Your instructions: Write the entries out again in full and unchanged, dropping every image.

Input records:

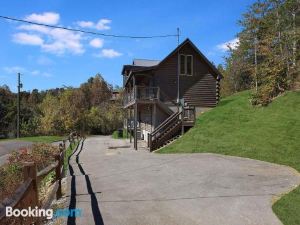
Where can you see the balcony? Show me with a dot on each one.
(141, 94)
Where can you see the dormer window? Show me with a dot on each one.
(186, 64)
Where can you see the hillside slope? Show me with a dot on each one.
(236, 128)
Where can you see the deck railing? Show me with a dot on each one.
(141, 93)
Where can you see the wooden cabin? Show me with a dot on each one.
(163, 98)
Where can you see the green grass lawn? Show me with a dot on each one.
(44, 139)
(236, 128)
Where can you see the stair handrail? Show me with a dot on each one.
(166, 122)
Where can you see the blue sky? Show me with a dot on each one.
(50, 58)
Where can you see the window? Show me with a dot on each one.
(182, 64)
(186, 64)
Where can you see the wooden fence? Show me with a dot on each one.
(27, 194)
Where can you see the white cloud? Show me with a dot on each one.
(22, 70)
(37, 28)
(43, 60)
(63, 41)
(14, 69)
(57, 41)
(109, 53)
(226, 46)
(102, 24)
(85, 24)
(39, 73)
(28, 39)
(49, 18)
(97, 43)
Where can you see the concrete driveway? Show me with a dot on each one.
(115, 185)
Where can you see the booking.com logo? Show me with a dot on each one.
(48, 213)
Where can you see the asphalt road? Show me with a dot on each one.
(113, 184)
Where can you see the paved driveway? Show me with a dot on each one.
(116, 185)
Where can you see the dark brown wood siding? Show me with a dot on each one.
(197, 90)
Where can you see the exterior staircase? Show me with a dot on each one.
(172, 128)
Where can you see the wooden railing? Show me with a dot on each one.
(27, 194)
(141, 93)
(189, 114)
(163, 127)
(170, 126)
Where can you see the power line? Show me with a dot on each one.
(87, 32)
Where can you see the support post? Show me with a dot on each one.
(58, 176)
(18, 105)
(130, 125)
(30, 171)
(135, 126)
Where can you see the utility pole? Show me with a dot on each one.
(178, 68)
(255, 63)
(18, 105)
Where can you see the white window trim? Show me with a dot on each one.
(185, 65)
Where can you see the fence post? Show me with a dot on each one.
(62, 158)
(58, 176)
(30, 171)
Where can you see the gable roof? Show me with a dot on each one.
(188, 41)
(145, 62)
(140, 65)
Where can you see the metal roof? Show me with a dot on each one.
(145, 62)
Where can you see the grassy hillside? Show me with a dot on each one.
(266, 133)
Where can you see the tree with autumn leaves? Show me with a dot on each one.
(267, 57)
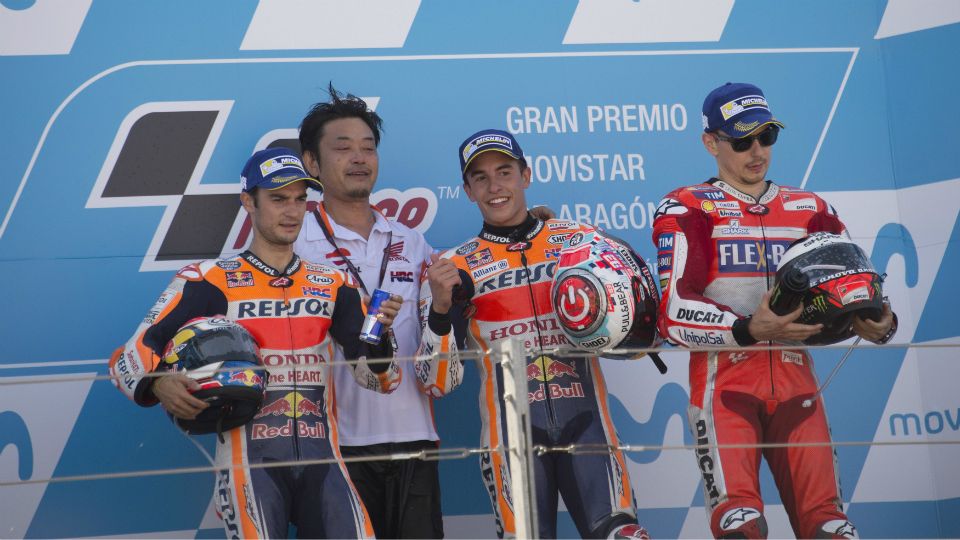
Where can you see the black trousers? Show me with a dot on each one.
(402, 497)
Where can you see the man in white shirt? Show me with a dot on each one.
(339, 140)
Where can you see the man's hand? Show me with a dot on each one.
(765, 325)
(443, 275)
(389, 309)
(874, 330)
(542, 213)
(172, 391)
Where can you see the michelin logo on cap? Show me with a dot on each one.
(275, 164)
(475, 144)
(737, 106)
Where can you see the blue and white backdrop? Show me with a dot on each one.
(125, 125)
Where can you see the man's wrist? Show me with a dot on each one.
(741, 331)
(439, 323)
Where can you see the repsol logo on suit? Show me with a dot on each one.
(277, 308)
(519, 277)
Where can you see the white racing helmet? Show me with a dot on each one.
(604, 295)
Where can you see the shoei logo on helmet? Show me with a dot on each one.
(578, 303)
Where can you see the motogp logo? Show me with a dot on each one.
(160, 154)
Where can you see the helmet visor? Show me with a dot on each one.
(220, 345)
(825, 258)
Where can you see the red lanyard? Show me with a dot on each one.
(353, 269)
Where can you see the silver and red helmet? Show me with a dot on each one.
(604, 295)
(835, 280)
(224, 359)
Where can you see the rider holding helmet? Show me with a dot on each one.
(298, 313)
(719, 244)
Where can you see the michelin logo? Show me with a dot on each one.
(486, 139)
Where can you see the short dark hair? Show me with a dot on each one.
(339, 106)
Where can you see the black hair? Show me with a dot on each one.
(339, 106)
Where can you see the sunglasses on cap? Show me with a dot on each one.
(766, 138)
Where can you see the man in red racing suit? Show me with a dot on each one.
(719, 244)
(299, 315)
(503, 279)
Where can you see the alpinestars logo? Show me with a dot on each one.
(160, 155)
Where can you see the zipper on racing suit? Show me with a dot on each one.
(296, 389)
(553, 426)
(766, 267)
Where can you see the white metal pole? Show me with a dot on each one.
(519, 446)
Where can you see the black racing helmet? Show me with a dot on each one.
(224, 359)
(834, 280)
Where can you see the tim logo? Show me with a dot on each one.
(158, 158)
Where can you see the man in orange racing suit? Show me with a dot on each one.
(719, 244)
(502, 279)
(299, 313)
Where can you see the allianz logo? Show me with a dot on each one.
(905, 424)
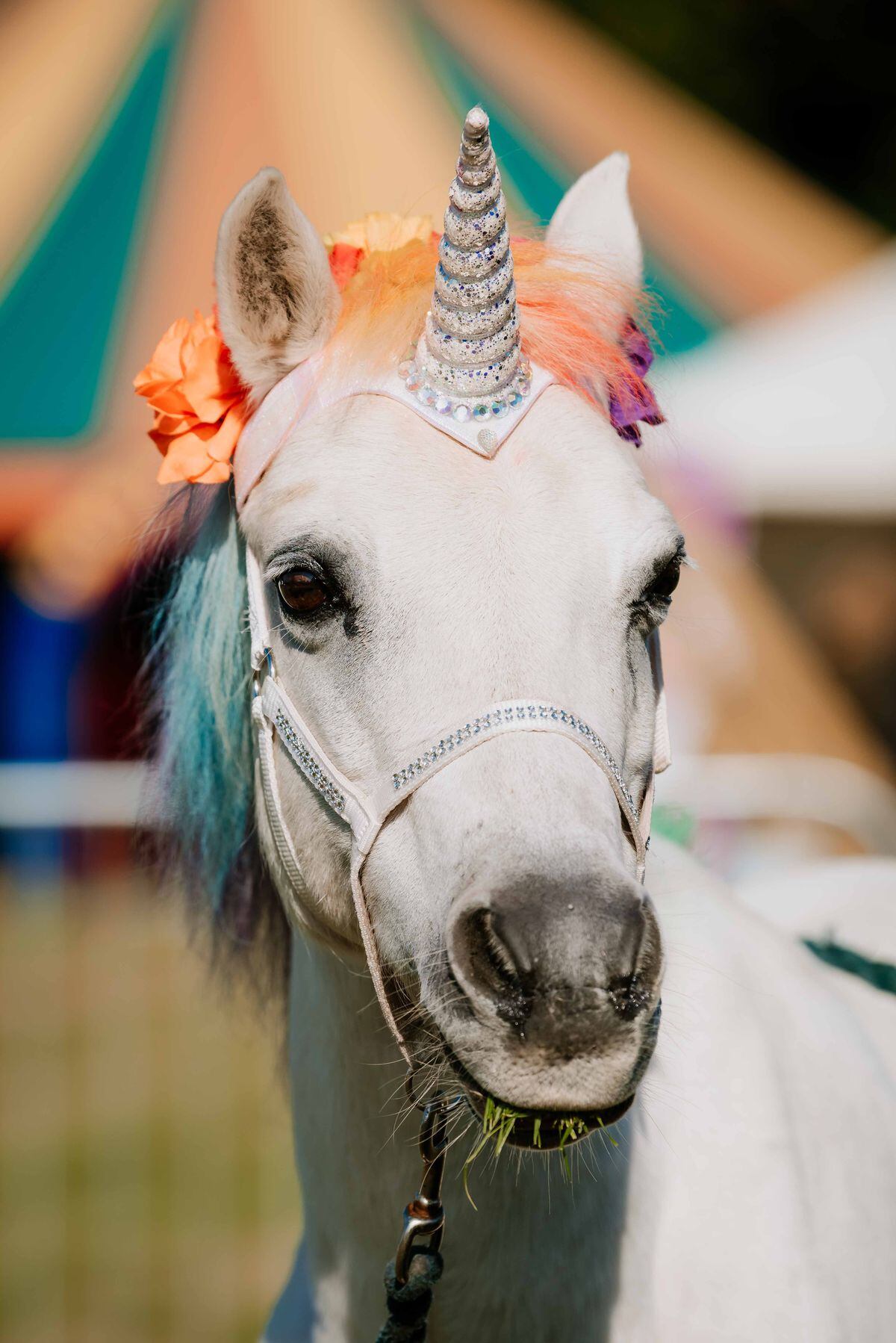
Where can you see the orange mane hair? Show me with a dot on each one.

Response for this exercise:
Where can you see the balcony? Show me with a dot on each one.
(141, 94)
Where can you see the dormer window? Show me with a dot on each one.
(186, 64)
Where can you see the hillside slope? Show me with a dot on each one.
(236, 128)
Where can you see the deck railing? Show me with a dot on each one.
(141, 93)
Where can you see the wooden cabin? Show me with a dot on each one.
(163, 98)
Where can you see the green grass lawn? Show me with a dot on each one.
(44, 139)
(236, 128)
Where can you see the stair handrail? Show me with a dot on each one.
(166, 122)
Where can you see the blue sky? Show me with a dot on each one.
(50, 58)
Where can you see the window? Show me with a dot on each one.
(182, 64)
(186, 64)
Where can you see the wooden fence? Show me with a dot on each one.
(27, 194)
Where can you see the white cloud? Show me with a dot on each one.
(22, 70)
(37, 28)
(43, 60)
(63, 41)
(14, 69)
(57, 41)
(109, 53)
(226, 46)
(102, 24)
(85, 24)
(39, 73)
(28, 39)
(49, 18)
(97, 43)
Where can you see the concrete driveway? Show me with a dot on each one.
(115, 185)
Where can you see the booking.com logo? Show me with a dot on each one.
(48, 213)
Where can you see the asphalt road? Show me with a dot on each one.
(113, 184)
Where can you see the paved driveway? Show me with a dot on each one.
(116, 185)
Where can you see the dark brown wood siding? Show me with a dot on each one.
(197, 90)
Where can you see the exterior staircase? Show me with a dot on each one.
(172, 128)
Where can you see the wooden railing? Show me with a dot on each one.
(27, 194)
(141, 93)
(189, 114)
(163, 127)
(170, 126)
Where can you see the power line? Show me with a dot on each one.
(87, 32)
Where can you see the support post? Show me with a dot on each one.
(58, 176)
(18, 105)
(130, 125)
(30, 171)
(135, 126)
Where can you see the utility pole? Show me with a dot on each one.
(178, 68)
(255, 63)
(18, 105)
Where can you see the white window trim? Show me with a dot on each one.
(185, 65)
Where can you see the fence post? Show me with a dot on each one.
(62, 158)
(58, 176)
(30, 171)
Where can you see the gable roof? Show me with a dot on each one.
(188, 41)
(145, 62)
(140, 65)
Where can you see the metal roof? Show me with a dot on each one.
(145, 62)
Where can you see the grassy hillside? Show me with a dot on each one.
(266, 133)
Where can you see the tree with autumn leaves? Show me with a dot on each one.
(267, 57)
Where can you see the black trousers? Show me with a dot on each one.
(402, 497)
Where can you see the man in white shirt? Show me with a dot on each one.
(339, 140)
Where can you see the man's hand? Show me with a dot on each one.
(765, 325)
(443, 275)
(389, 309)
(874, 330)
(542, 213)
(172, 391)
Where can you see the michelin logo on cap? Show me with a dot on each one.
(275, 164)
(475, 144)
(737, 106)
Where can you see the blue and white backdrop? Show me with a dot on each one.
(125, 125)
Where can you see the man's wrist? Show me with a dot on each one.
(741, 331)
(439, 323)
Where can you see the repsol logo on suit? Show me with a dot on each one.
(277, 308)
(519, 277)
Where can you see the white racing helmet? Show me with a dot on each one.
(604, 295)
Where can you see the shoei logo on helmet? Show me with a dot on each one.
(578, 303)
Where can you see the motogp logo? Show me with a dot on each one.
(160, 154)
Where can you see the helmet visor? Show me with a dot on each one.
(220, 345)
(825, 258)
Where can you see the red lanyard? Show me with a dot on each one.
(353, 269)
Where can you see the silver and red helmet? Show me with a dot on each one.
(604, 295)
(835, 280)
(224, 359)
Where can you see the rider holding helmet? Show me with a dot on each one.
(298, 313)
(719, 244)
Where can you see the michelin logo? Show me with a dot on each one.
(486, 139)
Where can you see the short dark hair? Show me with a dot on each one.
(339, 106)
Where can you see the black hair? Show me with a dot on each one.
(339, 106)
Where can you see the sunglasses on cap? Show me with a dot on each one.
(766, 138)
Where can you see the man in red racing suit? Show me with a dot on each one.
(719, 244)
(299, 315)
(503, 279)
Where can you see the alpinestars logo? Show me with a dot on each one.
(160, 155)
Where can you see the zipper on racing suit? Show me with a dot on each one.
(296, 389)
(553, 426)
(766, 267)
Where can you see the white metal pole? Show me with a dot on each one.
(519, 446)
Where can you see the black racing helmet? Show me with a dot on each one.
(224, 359)
(834, 280)
Where can you see the tim logo? Show me with a dot on each one.
(158, 158)
Where can you see the man in orange racing suit? Show me with a dot on each one.
(719, 244)
(502, 279)
(299, 313)
Where can you see the allianz logo? Show me with a dot on each one.
(905, 424)
Where can you see the orange mane hair? Show me with a dot on each one.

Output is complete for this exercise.